Dataset records on object locations:
# # # # # # #

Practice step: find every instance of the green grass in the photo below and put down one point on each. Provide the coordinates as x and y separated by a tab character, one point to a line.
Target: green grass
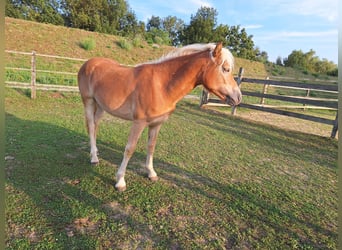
224	182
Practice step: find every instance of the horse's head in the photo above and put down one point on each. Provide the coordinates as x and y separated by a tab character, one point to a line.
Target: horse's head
218	77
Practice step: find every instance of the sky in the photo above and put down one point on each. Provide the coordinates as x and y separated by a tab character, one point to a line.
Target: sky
277	26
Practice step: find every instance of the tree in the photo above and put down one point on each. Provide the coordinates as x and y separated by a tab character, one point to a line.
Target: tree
279	61
201	26
44	11
309	62
174	26
154	22
240	43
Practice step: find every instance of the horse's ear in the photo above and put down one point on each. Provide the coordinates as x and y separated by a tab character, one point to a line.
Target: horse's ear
217	50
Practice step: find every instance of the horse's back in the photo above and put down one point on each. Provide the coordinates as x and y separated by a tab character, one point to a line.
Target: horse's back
92	71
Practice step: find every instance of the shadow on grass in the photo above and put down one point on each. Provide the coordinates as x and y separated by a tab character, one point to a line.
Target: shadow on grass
76	205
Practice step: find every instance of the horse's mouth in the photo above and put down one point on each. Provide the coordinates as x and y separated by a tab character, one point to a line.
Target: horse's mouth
233	101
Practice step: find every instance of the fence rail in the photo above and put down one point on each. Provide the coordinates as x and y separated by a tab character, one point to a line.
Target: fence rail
33	85
315	103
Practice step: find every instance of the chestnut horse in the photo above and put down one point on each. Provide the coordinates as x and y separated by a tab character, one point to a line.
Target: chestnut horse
147	93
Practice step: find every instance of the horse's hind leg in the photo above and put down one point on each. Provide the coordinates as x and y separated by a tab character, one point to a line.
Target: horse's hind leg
93	114
133	138
152	139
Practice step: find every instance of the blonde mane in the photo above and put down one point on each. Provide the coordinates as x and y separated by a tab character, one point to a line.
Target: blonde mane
195	48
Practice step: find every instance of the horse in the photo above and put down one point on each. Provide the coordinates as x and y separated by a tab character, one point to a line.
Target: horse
147	93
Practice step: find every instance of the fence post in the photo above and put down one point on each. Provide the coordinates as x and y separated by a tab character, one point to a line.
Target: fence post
204	97
335	127
264	91
239	81
33	75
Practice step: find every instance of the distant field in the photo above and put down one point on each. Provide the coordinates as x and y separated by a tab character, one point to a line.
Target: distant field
225	182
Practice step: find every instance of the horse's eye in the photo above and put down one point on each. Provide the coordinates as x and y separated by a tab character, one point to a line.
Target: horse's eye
225	70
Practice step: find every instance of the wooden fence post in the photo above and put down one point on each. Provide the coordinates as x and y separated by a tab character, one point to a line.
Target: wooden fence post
204	97
264	91
335	127
239	81
33	75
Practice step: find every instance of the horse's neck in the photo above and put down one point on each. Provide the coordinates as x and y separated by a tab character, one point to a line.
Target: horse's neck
182	75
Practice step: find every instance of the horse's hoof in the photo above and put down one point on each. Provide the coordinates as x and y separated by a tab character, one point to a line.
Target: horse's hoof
120	189
154	178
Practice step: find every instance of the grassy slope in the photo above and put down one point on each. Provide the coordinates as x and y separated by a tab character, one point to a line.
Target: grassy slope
57	40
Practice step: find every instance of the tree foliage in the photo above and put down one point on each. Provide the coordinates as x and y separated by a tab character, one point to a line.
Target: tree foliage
310	63
44	11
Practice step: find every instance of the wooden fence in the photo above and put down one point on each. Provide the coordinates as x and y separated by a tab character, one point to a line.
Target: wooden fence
33	85
306	102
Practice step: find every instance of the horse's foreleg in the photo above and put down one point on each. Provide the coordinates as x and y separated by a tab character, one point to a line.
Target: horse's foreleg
133	138
152	139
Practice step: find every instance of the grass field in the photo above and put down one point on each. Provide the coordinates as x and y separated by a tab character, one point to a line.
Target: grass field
225	182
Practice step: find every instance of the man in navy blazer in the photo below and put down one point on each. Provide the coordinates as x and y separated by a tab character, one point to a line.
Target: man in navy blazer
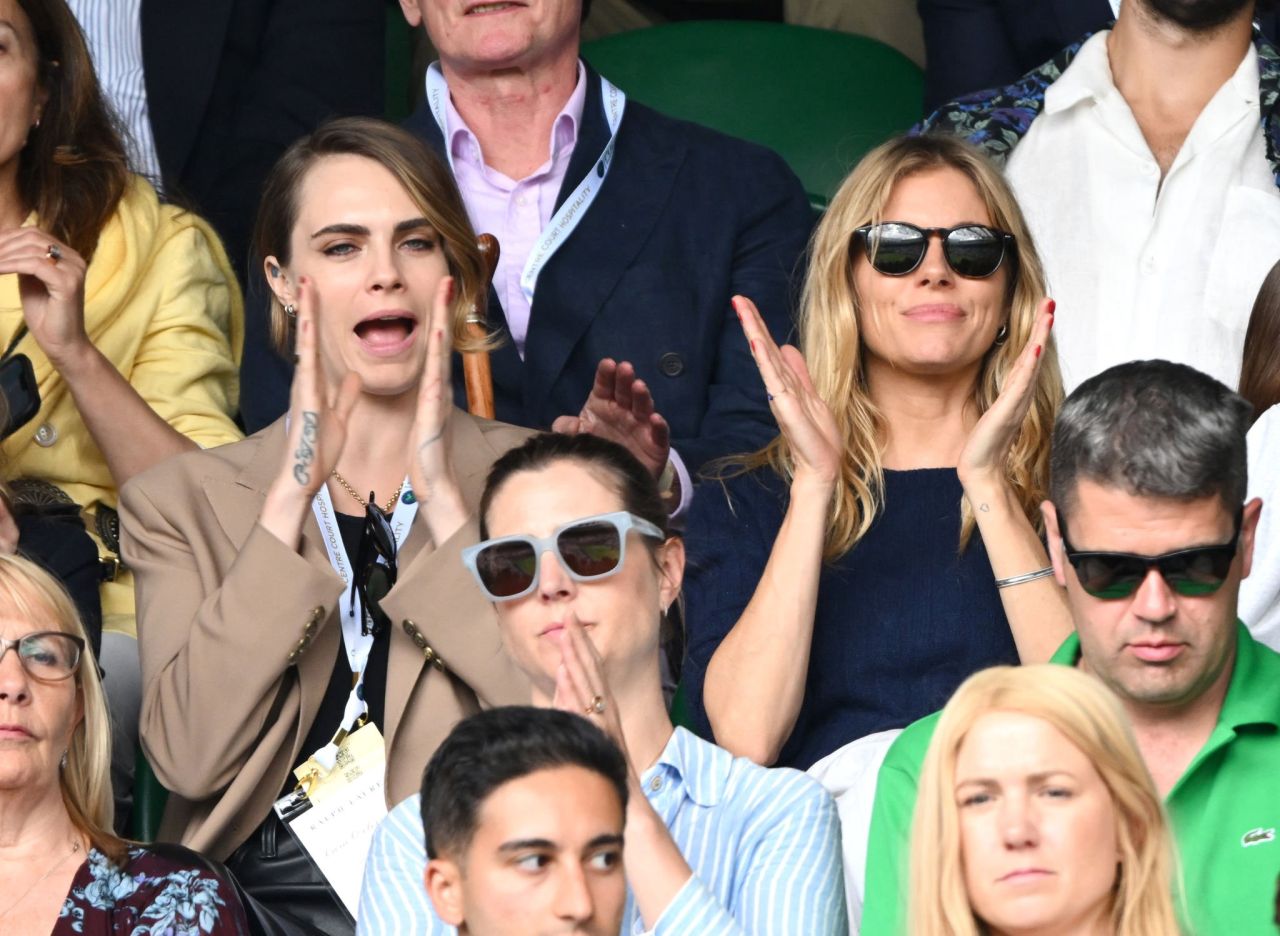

# # # # # # #

● **Exercise description**
Rescale the records above, starting at the line that contains "Practice step: find every instance of the grass field" and continuing through the end of the records. Reproduce every line in that span, requests included, but multiply each x and y point coordinate in the answers by 0.7 and round it to a whole number, with halves rounded up. Leave the pictures out.

● **Result of this exercise**
Practice step: find every instance of the grass field in the photo above and put down one point on each. Provide the coordinates as x and y separated by a tab character, one point to a line.
Target: grass field
158	127
Practice step: find every instance of the man in navy blazer in the photo below and put down one point on each. Provide the coordinates as x and y separated by a tab character, one point to a line.
Target: man in navy blazer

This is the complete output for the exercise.